## Text segment
────

Training in Biomedical Imaging Instrumentation

About Us

The Stanford Department of Radiology’s predoctoral program in Training in Biomedical Imaging Instrumentation (TBI2) trains the future leaders in the medical imaging sciences.

Pelc and Butts Pauly

Led by Program Director Norbert Pelc, ScD, and Co-Director Kim Butts Pauly, PhD, our program provides a unique focus on technology development for disease diagnosis and characterization as well as therapy planning and assessment in the following areas:

  • hardware and software (including image reconstruction) of acquisition modalities (MR, radionuclide, ultrasound, X-ray, optical, and CT imaging);
  • quantitative image analysis and display;
  • hybrid systems (X-ray and MR; PET and MR);
  • imaging and therapy combined (e.g., MR and focused ultrasound or radiotherapy).

Students come from all over the United States and abroad to train with our distinctive faculty from the Departments of Radiology, Electrical Engineering, Bioengineering, Radiation Oncology, Pediatrics, and Medicine.

Funded by the National Institute of Biomedical Imaging and Bioengineering (NIBIB), our program offers trainees the choice to complete one of seven degrees while participating in outstanding research, coursework, internship, and leadership opportunities.

Trainees will also have access to our exceptional imaging facilities, including the Richard M. Lucas Center for Imaging in the Department of Radiology, as well as additional research space in more than 10 other buildings throughout the School of Medicine.

Biomedical Environment

In addition, our Program provides unique collaborations with the Bio-X Program, the Center for Biomedical Imaging at Stanford (CBIS), the Molecular Imaging Program at Stanford (MIPS), the Radiological Sciences Laboratory (RSL), and the Integrative Biomedical Imaging Informatics at Stanford (IBIIS).

Trainees completing our Stanford Radiology Training Program in Biomedical Imaging assume leadership positions across the nation and have a major impact on the imaging community well beyond Stanford.

────

## Data extracts
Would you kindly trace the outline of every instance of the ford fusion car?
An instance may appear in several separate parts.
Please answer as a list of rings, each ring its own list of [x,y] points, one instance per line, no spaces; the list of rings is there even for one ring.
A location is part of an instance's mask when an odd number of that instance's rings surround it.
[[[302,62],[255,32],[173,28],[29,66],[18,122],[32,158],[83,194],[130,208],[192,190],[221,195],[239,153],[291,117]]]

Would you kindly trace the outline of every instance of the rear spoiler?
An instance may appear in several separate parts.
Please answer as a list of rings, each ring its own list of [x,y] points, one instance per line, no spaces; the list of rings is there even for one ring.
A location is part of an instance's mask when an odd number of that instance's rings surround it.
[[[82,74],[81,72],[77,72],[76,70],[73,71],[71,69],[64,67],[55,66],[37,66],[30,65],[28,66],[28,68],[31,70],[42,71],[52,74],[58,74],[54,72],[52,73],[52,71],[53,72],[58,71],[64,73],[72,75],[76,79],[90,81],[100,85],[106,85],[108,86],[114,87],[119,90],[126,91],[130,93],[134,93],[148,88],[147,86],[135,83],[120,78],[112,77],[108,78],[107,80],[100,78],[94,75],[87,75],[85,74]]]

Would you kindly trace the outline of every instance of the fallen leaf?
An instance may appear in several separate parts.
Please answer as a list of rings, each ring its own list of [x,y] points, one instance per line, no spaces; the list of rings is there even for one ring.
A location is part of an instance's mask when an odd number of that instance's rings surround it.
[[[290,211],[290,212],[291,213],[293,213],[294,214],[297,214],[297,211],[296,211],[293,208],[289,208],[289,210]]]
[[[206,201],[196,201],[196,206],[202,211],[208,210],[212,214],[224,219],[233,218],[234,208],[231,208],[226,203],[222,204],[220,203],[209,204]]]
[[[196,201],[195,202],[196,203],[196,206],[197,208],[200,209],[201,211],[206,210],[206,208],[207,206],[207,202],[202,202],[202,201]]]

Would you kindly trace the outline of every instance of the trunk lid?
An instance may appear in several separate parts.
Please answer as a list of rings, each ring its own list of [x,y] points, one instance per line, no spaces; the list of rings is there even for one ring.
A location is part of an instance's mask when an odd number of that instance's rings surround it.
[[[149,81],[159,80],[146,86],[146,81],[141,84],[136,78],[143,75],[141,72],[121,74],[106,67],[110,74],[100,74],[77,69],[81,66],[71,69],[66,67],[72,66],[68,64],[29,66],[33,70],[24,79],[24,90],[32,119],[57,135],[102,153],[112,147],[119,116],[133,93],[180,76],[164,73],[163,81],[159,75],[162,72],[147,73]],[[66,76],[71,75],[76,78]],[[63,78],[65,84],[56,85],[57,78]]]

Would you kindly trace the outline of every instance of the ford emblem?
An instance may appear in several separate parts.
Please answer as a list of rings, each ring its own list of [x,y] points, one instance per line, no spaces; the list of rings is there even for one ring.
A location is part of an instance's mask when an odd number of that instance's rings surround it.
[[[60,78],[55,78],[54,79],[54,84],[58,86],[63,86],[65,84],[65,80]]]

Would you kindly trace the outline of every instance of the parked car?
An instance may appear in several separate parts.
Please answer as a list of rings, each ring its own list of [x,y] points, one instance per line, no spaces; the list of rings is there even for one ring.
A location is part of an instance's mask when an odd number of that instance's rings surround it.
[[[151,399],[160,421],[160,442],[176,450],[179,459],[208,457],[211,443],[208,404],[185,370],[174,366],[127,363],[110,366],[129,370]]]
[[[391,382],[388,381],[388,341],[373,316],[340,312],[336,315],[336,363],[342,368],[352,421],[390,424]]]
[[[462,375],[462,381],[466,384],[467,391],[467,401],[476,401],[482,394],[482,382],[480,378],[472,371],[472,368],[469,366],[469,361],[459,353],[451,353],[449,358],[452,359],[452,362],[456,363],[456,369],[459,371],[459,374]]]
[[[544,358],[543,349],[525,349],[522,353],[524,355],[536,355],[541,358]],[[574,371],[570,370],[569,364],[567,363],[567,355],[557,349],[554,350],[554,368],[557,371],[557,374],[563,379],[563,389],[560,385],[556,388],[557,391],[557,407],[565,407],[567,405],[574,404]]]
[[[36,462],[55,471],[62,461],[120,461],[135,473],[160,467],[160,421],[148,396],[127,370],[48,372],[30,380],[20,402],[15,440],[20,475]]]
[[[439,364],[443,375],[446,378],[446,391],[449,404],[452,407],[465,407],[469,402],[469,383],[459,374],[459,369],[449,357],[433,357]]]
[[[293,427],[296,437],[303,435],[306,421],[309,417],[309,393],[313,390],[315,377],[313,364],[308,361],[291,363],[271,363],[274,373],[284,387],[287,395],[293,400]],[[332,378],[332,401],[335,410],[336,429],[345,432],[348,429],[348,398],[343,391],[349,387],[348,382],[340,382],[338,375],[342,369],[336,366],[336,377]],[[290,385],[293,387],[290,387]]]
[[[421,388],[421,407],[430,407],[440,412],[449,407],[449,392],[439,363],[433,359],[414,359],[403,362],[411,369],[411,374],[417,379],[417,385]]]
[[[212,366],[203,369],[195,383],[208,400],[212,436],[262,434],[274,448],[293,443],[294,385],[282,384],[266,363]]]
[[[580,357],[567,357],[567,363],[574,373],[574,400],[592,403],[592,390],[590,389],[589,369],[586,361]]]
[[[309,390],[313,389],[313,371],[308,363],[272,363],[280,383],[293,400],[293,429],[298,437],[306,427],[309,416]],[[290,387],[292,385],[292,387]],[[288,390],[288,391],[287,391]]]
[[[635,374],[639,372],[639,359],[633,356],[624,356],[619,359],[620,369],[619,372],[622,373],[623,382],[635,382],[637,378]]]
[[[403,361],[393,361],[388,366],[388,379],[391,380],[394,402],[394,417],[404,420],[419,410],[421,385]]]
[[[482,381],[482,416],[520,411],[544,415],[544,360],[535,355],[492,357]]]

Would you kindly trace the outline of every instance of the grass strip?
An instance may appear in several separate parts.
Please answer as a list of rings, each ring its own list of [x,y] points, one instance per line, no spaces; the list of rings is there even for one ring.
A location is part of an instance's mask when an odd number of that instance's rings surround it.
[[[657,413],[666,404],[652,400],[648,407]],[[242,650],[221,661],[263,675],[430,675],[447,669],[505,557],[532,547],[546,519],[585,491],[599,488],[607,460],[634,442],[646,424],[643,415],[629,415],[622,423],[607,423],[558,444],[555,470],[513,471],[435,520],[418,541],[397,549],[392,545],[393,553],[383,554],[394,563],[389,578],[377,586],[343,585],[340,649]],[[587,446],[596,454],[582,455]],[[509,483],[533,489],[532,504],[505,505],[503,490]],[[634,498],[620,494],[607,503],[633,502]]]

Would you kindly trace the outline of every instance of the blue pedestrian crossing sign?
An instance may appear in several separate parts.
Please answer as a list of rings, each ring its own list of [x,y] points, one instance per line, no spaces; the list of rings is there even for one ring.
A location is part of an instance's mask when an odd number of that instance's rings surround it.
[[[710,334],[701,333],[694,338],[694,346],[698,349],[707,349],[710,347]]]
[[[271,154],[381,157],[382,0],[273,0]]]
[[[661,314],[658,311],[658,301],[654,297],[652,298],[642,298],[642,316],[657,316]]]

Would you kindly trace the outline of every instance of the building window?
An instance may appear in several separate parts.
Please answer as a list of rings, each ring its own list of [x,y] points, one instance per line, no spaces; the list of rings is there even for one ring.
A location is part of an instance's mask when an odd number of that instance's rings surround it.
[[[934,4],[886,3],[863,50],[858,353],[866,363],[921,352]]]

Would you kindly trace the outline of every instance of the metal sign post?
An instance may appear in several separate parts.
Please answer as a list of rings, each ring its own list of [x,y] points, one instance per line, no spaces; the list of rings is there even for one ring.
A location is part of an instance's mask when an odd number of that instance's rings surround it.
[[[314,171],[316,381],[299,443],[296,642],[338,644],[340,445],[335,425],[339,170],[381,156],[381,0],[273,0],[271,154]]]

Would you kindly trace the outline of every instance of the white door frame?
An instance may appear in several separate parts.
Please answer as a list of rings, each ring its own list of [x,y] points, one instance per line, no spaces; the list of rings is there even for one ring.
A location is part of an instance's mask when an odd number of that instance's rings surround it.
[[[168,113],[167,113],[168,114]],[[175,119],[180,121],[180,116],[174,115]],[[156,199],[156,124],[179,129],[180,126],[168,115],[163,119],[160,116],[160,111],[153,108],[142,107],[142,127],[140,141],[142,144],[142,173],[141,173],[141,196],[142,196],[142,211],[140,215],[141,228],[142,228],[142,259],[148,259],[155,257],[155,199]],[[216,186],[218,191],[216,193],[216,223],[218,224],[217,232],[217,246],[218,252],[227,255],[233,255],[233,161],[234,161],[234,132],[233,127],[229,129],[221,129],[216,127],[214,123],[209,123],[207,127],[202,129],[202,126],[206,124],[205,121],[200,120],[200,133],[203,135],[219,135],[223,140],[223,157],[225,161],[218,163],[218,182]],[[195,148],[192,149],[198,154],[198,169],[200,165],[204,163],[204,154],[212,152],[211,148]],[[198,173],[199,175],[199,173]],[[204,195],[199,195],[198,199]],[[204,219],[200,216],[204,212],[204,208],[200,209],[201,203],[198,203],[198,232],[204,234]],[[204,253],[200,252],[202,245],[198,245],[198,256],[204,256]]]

────

## Exercise A
From the TBI2 program description, list every department that the program's faculty come from.
## Exercise B
According to the TBI2 program description, which organization funds the program?
## Exercise C
Transcribe the TBI2 program description word for word. Begin at the words "Funded by the" and stop after "and leadership opportunities.".
The records are separate material and are not part of the TBI2 program description.

## Response box A
Radiology, Electrical Engineering, Bioengineering, Radiation Oncology, Pediatrics, Medicine

## Response box B
The National Institute of Biomedical Imaging and Bioengineering (NIBIB).

## Response box C
Funded by the National Institute of Biomedical Imaging and Bioengineering (NIBIB), our program offers trainees the choice to complete one of seven degrees while participating in outstanding research, coursework, internship, and leadership opportunities.